──────── Document excerpt
M G Muhammad (1951-1955): 2.95%
Iskander Mirza (1956-1958): 3.02%

(2) 1958-1965: United States changes its mind after Nehru-Krushchev co-operation pact in 1957. US gives massive economic & military assistance to Pakistan and facilitates technology transfers to aid industrialization.

Ayub Khan (1958-1968): 5.82%

(3) 1965-1971: Greatly disturbed by Pakistani Army's Misadventure into Indian-administered Kashmir, United States reduces its support to Pakistan. A period of chill comes over the relationship.

Yahya Khan (1968-1971): 4.38%

(4) 1971-1979: While supportive of Pakistan during the actual 1971 war, the US writes off Pakistan as an unstable, unpredicatable state and reduces assistance in response to Bhutto's Socialistic Policies. When Bhutto invites the USSR to help Pakistan build Nationalized Heavy Industries, US frowns on the development and cuts off most economic ties.

Z A Bhutto (1968-1978): 4.83%

(5) 1979-1989: Soviet Involvement in Afghanistan gives US the opportunity to pay them back for the Vietnam disaster. US uses Pakistan as "frontline" state and pours in huge sums of money and transfer technologies in exchange to assistance in the covert war against the Soviets. US-Pakistan relations warm up again and become very close.
────────────────
──────── Recorded information
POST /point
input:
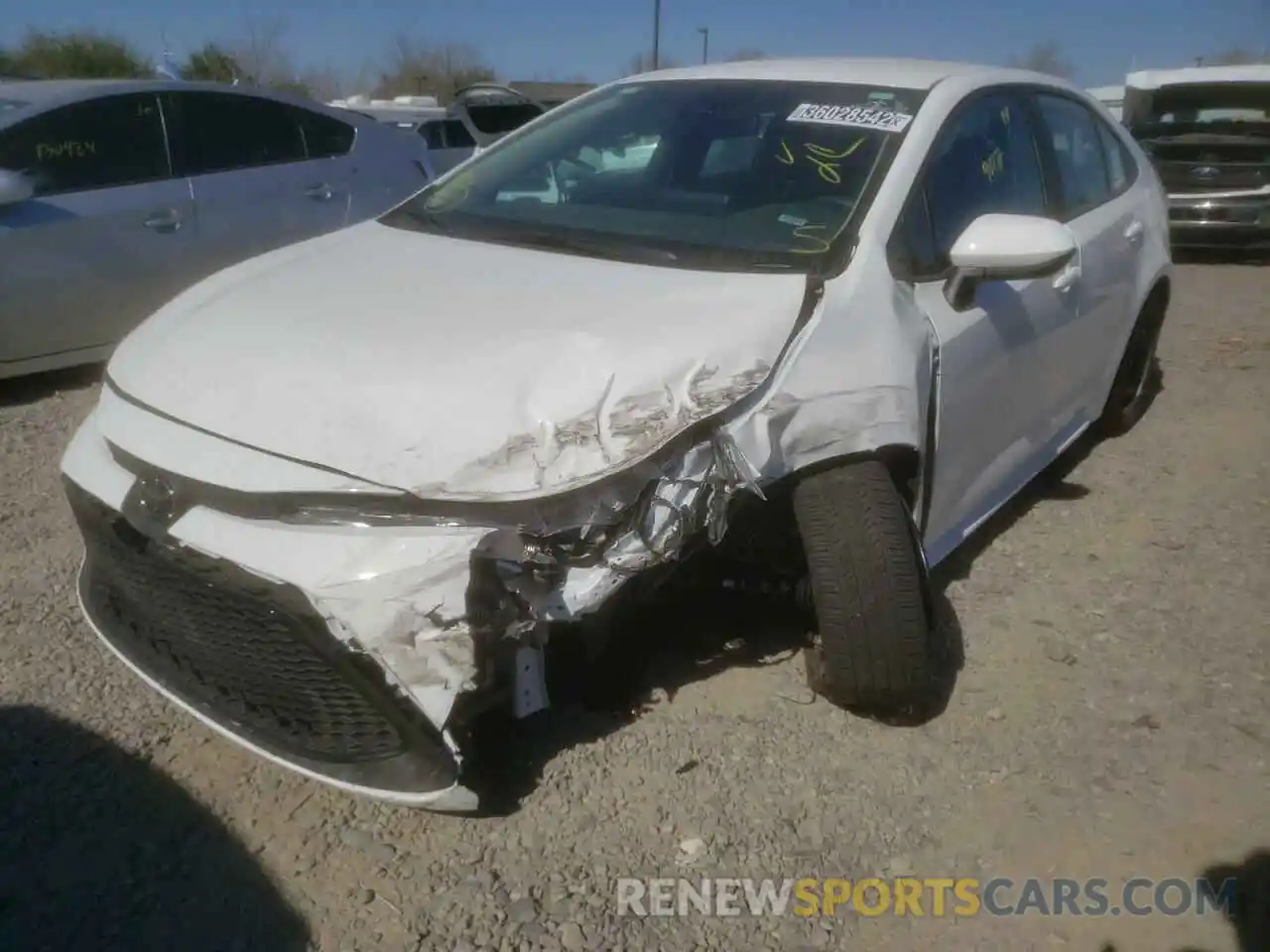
────────────────
What is asked —
A – In the text on US-Pakistan relations, what 1957 event led the United States to change its mind about Pakistan?
B – Extend the text on US-Pakistan relations and growth rates under Pakistan's leaders, beginning after its final sentence.

Answers to the exercises —
A – The Nehru-Krushchev co-operation pact.

B –
Zia Al Haq (1978-1988): 5.88%

(6) 1989-2001: The Soviets leave Afghanistan, and the US loses all interest in Pakistan. The berlin wall falls, the USSR collapses and the Cold War is over. The US becomes concerned about Pakistan espionage of nuclear secrets from NATO countries and applies severe sanctions on Pakistan.

Bibi/Nawaz (1989-1998): 5.08%
Nawaz/Bibi (1989-1998): 4.06%

(7) 2001-2008: War on Terror Starts. US needs Pakistan again. General Pervez "does an Ayb" and offer all his services to US for a "price". US aid, technological & business assistance pours in. International investors follows the US and a boom results.

Pervez Mush (1998-2008): 5.14%

(8) 2008-2009: Global Financial Crisis

Asif Zardari (2008-2009): 1.75%

(9) 2009-Current: US perceives Pakistan as deceptive quasi-enemy state. CIA retiates for Pakistan's alleged-involvment in Afghanistan for "strategic depth" by formenting more terror and chaos in Pakistan. US unofficial black-listing of Pakistan causes foreign investors and capital to flee. Pakistan encounters financial and monetary instability. Economy limps along.

Asif Zardari (2009-Current): 2.63%

CONTD—

HopeWins Junior said...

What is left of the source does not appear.